## BEGIN
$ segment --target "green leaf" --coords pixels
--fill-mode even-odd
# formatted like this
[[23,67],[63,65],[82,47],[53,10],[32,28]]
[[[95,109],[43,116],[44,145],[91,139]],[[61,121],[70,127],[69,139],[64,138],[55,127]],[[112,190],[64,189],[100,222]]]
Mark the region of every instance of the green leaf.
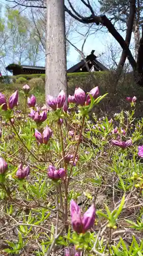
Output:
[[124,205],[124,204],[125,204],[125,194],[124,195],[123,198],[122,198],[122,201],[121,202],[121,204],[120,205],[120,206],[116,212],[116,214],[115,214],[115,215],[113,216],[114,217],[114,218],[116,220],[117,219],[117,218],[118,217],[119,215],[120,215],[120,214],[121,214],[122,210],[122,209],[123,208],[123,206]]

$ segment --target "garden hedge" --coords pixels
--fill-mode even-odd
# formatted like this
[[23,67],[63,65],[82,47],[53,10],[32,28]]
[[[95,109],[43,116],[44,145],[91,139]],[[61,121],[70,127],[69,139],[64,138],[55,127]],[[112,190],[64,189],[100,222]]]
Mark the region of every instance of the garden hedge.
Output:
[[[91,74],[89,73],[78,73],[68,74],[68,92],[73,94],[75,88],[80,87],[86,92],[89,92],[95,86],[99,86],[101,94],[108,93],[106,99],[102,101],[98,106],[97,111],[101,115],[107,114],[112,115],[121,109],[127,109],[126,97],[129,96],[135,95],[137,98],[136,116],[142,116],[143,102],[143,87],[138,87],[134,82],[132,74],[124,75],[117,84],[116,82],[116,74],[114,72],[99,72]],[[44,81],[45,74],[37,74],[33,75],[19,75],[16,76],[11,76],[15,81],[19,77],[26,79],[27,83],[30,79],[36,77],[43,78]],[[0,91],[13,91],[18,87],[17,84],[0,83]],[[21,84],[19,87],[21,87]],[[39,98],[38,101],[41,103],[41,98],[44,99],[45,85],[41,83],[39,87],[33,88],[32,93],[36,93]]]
## END
* [Instructions to follow] Turn the lines above into a Markdown table with a Number column for the row number and a Content column for the line. Skip the blank lines and leave the pictures out.

* [Answer for this exercise]
| Number | Content |
|---|---|
| 1 | $ segment --target "green leaf" --coords pixels |
| 2 | --fill-mode even-odd |
| 3 | # formatted like this |
| 4 | [[23,67],[63,65],[82,47],[53,10],[32,28]] |
| 5 | [[[95,109],[43,116],[44,145],[91,139]],[[61,121],[70,127],[69,139],[64,138],[55,127]],[[112,190],[64,189],[100,222]]] |
| 6 | Mark the region of every instance of the green leaf. |
| 7 | Output: |
| 8 | [[124,205],[124,204],[125,204],[125,194],[124,195],[123,198],[122,198],[122,201],[121,202],[121,204],[120,205],[120,206],[116,212],[116,214],[115,214],[115,215],[113,216],[114,217],[114,218],[116,220],[117,219],[117,218],[118,217],[119,215],[120,215],[120,214],[121,214],[122,210],[122,209],[123,208],[123,206]] |
| 9 | $ segment --target "garden hedge" --coords pixels |
| 10 | --fill-mode even-odd |
| 11 | # formatted like this |
| 12 | [[23,67],[63,65],[82,47],[53,10],[32,28]] |
| 13 | [[[95,109],[43,116],[44,145],[91,139]],[[61,121],[70,127],[69,139],[64,138],[55,127]],[[112,190],[64,189],[100,222]]] |
| 14 | Mark the region of every instance of the garden hedge. |
| 15 | Output: |
| 16 | [[[91,74],[89,73],[78,73],[68,74],[68,92],[73,94],[75,88],[80,87],[86,92],[89,92],[95,86],[99,86],[101,94],[108,93],[106,99],[102,101],[98,106],[97,111],[101,115],[107,114],[112,115],[121,109],[127,109],[126,97],[129,96],[135,95],[137,98],[136,116],[142,116],[143,102],[143,87],[138,87],[134,82],[132,74],[124,75],[117,84],[116,82],[116,74],[114,72],[99,72]],[[44,81],[45,74],[37,74],[33,75],[19,75],[16,76],[11,76],[15,81],[19,77],[26,79],[27,83],[30,79],[36,77],[43,78]],[[0,91],[13,91],[18,87],[17,84],[0,83]],[[21,84],[19,87],[21,87]],[[39,98],[38,101],[41,103],[41,98],[44,99],[45,85],[41,83],[39,87],[33,88],[32,93],[36,93]]] |